# SUPPLIED TEXT:
[start]
We love hearing our national anthem played. To see the American Olympic athletes win gold and stand on the podium to receive their medals makes our hearts swell with pride.

To watch an American president place his hand over his heart and stand at attention for the playing of the “Star Spangled Banner” gives a feeling of victory and protection.

Our precious flag is respected by the world. To say the United States of America is the greatest nation that ever existed may be controversial to some, but in many minds, it is reality.

Many of us remember when TV stations began the day and ended it with the national anthem and a picture of the American flag.

The story of the writing of “The Star Spangled Banner” by Francis Scott Key should touch the heart of every freedom loving American. Written September 14, 1814, Key was on a British truce ship in the Chesapeake Bay.

Key was inspired after watching a massive American flag continue to fly over Baltimore’s Fort McHenry following a relentless 25-hour bombardment by the British Royal Navy during the War of 1812.

Many have died protecting that flag and our gratitude cannot be measured. Our respect for them cannot be compared. The sounds of “the bombs bursting in air” still ring loud in their ears.
[end]
# SUPPLIED DATA:
[start]
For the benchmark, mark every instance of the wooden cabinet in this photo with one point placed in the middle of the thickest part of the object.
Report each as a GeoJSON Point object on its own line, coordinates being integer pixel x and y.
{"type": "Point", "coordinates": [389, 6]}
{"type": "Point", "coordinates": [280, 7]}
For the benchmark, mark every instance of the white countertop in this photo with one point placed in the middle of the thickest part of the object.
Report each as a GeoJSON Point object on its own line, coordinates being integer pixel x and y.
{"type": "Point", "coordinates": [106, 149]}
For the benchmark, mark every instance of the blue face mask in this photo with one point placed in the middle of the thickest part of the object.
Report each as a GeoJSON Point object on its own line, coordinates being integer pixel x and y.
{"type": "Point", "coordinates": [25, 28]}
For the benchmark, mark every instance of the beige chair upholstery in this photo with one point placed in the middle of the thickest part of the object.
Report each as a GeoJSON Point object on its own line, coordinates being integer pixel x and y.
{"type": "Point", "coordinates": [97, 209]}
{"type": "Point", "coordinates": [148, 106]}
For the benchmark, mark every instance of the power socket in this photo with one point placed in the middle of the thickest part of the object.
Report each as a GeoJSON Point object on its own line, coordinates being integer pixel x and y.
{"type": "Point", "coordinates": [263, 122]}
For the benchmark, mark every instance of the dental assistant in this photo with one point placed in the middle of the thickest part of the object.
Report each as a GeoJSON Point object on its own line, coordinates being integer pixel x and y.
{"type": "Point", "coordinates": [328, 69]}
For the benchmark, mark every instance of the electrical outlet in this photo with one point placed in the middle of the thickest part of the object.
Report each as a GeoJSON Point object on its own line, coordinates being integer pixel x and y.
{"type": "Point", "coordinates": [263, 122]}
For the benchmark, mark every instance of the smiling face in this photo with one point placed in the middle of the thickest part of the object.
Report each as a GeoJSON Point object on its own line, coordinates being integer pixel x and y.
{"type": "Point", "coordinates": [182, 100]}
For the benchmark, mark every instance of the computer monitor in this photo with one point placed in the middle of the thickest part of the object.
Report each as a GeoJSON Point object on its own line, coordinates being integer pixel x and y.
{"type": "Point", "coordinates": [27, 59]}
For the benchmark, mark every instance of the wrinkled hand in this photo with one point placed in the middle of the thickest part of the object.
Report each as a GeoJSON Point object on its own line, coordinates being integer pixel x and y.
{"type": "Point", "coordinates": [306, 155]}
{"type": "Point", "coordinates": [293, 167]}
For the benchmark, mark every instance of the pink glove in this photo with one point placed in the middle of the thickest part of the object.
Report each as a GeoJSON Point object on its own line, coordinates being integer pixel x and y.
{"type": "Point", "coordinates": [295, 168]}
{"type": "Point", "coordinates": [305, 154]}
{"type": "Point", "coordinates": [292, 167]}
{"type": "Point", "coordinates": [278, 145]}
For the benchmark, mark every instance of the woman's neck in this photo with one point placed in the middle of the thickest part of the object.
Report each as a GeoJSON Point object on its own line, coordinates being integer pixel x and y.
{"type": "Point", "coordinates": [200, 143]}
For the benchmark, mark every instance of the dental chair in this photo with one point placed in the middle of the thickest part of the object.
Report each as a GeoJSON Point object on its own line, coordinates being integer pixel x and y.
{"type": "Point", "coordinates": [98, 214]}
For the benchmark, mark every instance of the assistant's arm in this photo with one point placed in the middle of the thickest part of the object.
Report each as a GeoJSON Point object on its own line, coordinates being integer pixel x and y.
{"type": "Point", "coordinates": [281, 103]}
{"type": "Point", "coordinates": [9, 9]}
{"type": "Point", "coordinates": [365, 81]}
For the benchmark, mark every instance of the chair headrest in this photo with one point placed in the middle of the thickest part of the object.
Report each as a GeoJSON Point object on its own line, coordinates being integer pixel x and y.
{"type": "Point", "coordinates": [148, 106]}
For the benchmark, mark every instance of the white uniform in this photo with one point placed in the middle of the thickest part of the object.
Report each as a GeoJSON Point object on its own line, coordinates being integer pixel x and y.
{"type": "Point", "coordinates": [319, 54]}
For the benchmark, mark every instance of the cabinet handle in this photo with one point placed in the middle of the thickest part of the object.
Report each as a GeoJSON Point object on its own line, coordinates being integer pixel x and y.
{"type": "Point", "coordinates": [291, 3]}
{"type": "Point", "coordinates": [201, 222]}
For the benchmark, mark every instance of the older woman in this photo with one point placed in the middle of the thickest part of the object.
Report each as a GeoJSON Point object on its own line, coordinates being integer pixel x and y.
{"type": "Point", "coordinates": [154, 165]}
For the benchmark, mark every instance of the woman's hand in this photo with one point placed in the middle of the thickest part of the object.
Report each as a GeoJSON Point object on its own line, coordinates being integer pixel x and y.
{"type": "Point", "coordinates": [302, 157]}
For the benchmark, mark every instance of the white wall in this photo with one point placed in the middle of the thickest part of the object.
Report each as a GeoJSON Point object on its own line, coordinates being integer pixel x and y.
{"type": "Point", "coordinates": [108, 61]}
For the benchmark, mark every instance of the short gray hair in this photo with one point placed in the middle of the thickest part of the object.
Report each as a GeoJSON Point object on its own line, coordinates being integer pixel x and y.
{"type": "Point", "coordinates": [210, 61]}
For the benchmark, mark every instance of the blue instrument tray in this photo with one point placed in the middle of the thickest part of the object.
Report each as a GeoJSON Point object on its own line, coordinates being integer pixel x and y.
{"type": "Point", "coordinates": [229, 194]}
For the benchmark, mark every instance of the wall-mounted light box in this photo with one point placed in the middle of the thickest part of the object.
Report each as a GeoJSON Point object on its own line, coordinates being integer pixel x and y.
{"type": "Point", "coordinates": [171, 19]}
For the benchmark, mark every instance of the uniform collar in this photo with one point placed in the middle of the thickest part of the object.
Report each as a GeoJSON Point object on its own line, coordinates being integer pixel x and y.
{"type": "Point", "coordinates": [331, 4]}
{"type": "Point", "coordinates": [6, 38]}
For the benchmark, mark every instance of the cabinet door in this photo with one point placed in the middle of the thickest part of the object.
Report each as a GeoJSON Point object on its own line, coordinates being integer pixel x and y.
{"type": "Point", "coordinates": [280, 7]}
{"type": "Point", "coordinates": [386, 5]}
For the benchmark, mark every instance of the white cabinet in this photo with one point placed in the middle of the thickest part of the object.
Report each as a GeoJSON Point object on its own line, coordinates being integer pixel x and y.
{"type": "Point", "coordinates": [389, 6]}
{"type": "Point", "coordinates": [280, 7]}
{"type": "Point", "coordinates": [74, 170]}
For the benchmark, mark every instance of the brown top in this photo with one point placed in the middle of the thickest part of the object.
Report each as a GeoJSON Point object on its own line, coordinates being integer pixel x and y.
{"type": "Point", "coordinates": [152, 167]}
[end]
# THE TASKS:
A. Answer these questions using the passage on the national anthem:
(i) On what date was "The Star Spangled Banner" written?
(ii) How long did the British bombardment of Fort McHenry last?
(iii) With what did many TV stations once begin and end the day?
B. Write the next part of the passage on the national anthem, picking up after its final sentence.

# IN RESPONSE:
A.
(i) September 14, 1814
(ii) 25 hours
(iii) The national anthem and a picture of the American flag

B.
The horrors of war will never end for those that fought. Many came home missing limbs and thousands of others came home in body bags.

The following is an excerpt from an article I published several years ago entitled “The Sounds of Freedom.” It is as applicable now as then and a tribute to our 250th anniversary as a nation.

“Out for my morning hike, I passed by an office building. There was a sloped area along the road and it was grown up with grass and small trees. Realizing I was hearing a sound that was unusual, I stopped and looked into the brushy area but saw no sign of life.

It sounded small; possibly like a chipmunk or maybe even an armadillo; but nothing! Starting up my walk, the sound started again. What could that sound possibly be?

Finally, realizing there was a flagpole in the yard of the building, the sound was obviously the American flag blowing in the breeze. My heart almost exploded; what a beautiful sound the flag was making and I did not recognize it! The sounds of freedom at times fall on deaf ears.

We fail to stop and say “Thank you Lord for this great country and allowing me to be here, a citizen of the great United States of America.” Freedom and being an American are among our greatest blessings.

We hear sounds every day of our lives that verify our freedom.

Printing presses running are a sound of freedom. Freedom of the press is precious and must be preserved even though it has been perverted by the politically corrupt. A free press is essential to a republic in that the people have a “right to know.”

The sound of children pledging allegiance to the flag is a sound of freedom. The sounds of a high school football game or the academic team competing with other schools teams are sounds of freedom. The clip-clop of an Amish buggy is a sound of freedom.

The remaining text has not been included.